# WHAT THE TASK ASKS
Without the pictures, copy the entries below word for word.

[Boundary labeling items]
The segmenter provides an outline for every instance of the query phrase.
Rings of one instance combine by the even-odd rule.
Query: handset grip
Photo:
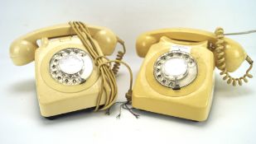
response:
[[[171,28],[162,29],[153,31],[146,32],[141,35],[136,41],[136,51],[139,57],[144,58],[149,50],[150,47],[159,42],[162,36],[167,36],[169,39],[176,40],[200,42],[208,40],[215,47],[215,44],[217,41],[214,33],[188,28]],[[224,38],[225,49],[225,63],[228,72],[234,72],[241,63],[245,60],[247,54],[242,46],[237,42]],[[217,59],[215,58],[215,61]],[[219,68],[219,66],[216,66]]]
[[[92,37],[99,43],[103,53],[104,55],[112,54],[117,44],[116,35],[105,27],[89,26],[88,28]],[[27,64],[35,58],[35,50],[38,48],[37,39],[44,37],[53,39],[75,34],[69,24],[56,25],[34,30],[12,43],[10,57],[16,65]]]

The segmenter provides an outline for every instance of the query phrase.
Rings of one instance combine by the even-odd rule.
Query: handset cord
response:
[[[126,98],[128,99],[128,101],[130,102],[133,93],[133,72],[126,63],[121,61],[125,53],[123,41],[119,38],[117,38],[118,42],[123,45],[123,52],[118,51],[117,58],[115,60],[109,60],[107,57],[101,54],[100,49],[99,49],[96,46],[95,42],[89,34],[88,27],[85,24],[80,21],[70,21],[69,24],[80,39],[88,53],[91,55],[95,65],[99,68],[99,75],[102,78],[101,88],[99,93],[94,111],[108,109],[115,103],[118,95],[115,75],[117,74],[121,63],[128,68],[130,74],[130,86],[128,92],[126,93]],[[114,65],[111,69],[112,63],[114,63]],[[102,108],[99,108],[104,91],[106,93],[106,100],[104,105],[103,105]]]
[[[254,61],[250,58],[250,57],[247,56],[245,60],[249,63],[249,67],[247,69],[245,74],[239,78],[233,77],[229,75],[229,72],[227,71],[226,64],[225,64],[225,35],[244,35],[244,34],[250,34],[254,33],[256,30],[249,30],[244,32],[238,32],[238,33],[229,33],[229,34],[224,34],[224,30],[220,27],[216,28],[215,34],[217,38],[217,41],[215,43],[215,49],[214,49],[217,54],[217,65],[219,66],[220,70],[221,72],[220,75],[224,75],[223,80],[227,81],[228,84],[231,84],[235,86],[237,83],[239,86],[242,86],[243,81],[244,82],[248,82],[247,77],[252,78],[253,75],[249,74],[249,72],[253,68]],[[243,80],[243,81],[242,81]]]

# RESPONSE TO THIS EXERCISE
The segmenter provides an outline for every instance of the query phrase.
Rings of one instance combine by the even-odd rule.
Query: handset grip
Photo:
response:
[[[171,28],[162,29],[153,31],[146,32],[141,35],[136,41],[136,51],[139,57],[144,58],[149,50],[150,47],[159,42],[162,36],[167,36],[169,39],[176,40],[200,42],[208,40],[215,47],[215,44],[217,41],[214,33],[188,28]],[[224,38],[225,49],[225,63],[228,72],[234,72],[241,63],[245,60],[247,54],[242,46],[237,42]],[[217,59],[215,58],[215,61]],[[219,68],[219,66],[216,66]]]
[[[92,37],[99,43],[103,53],[104,55],[112,54],[117,44],[116,35],[105,27],[89,26],[88,28]],[[27,64],[35,58],[35,50],[38,48],[37,39],[44,37],[53,39],[75,34],[69,24],[56,25],[34,30],[12,43],[10,57],[16,65]]]

The segmenter provides an outline for every instance of the query phrase.
Rings of one instance combine by the even-odd rule.
Query: handset cord
response:
[[[126,98],[128,99],[128,101],[130,102],[133,93],[133,72],[126,63],[121,61],[125,53],[123,41],[119,38],[117,38],[118,42],[123,45],[123,52],[118,51],[117,58],[115,60],[109,60],[107,57],[101,54],[100,49],[99,49],[96,46],[95,42],[89,34],[88,27],[85,24],[80,21],[70,21],[69,24],[80,39],[88,53],[91,55],[95,65],[99,68],[99,75],[102,78],[101,88],[99,93],[94,111],[108,109],[115,103],[118,95],[115,75],[117,74],[121,63],[128,68],[130,74],[130,86],[128,92],[126,93]],[[114,65],[111,69],[112,63],[114,63]],[[102,108],[99,108],[104,91],[106,93],[106,100],[104,105],[103,105]]]
[[[254,61],[250,58],[250,57],[247,56],[245,60],[249,63],[249,67],[247,69],[245,74],[239,78],[233,77],[229,75],[229,72],[227,71],[226,64],[225,64],[225,35],[244,35],[244,34],[250,34],[254,33],[256,30],[249,30],[244,32],[238,32],[238,33],[229,33],[229,34],[224,34],[224,30],[220,27],[216,28],[215,34],[217,38],[217,41],[215,43],[215,49],[214,49],[217,54],[217,65],[219,66],[220,70],[221,72],[220,75],[224,75],[223,80],[227,81],[228,84],[231,84],[235,86],[237,83],[239,86],[242,86],[243,81],[244,82],[248,82],[247,77],[252,78],[253,75],[249,74],[249,72],[253,68]],[[243,80],[243,81],[242,81]]]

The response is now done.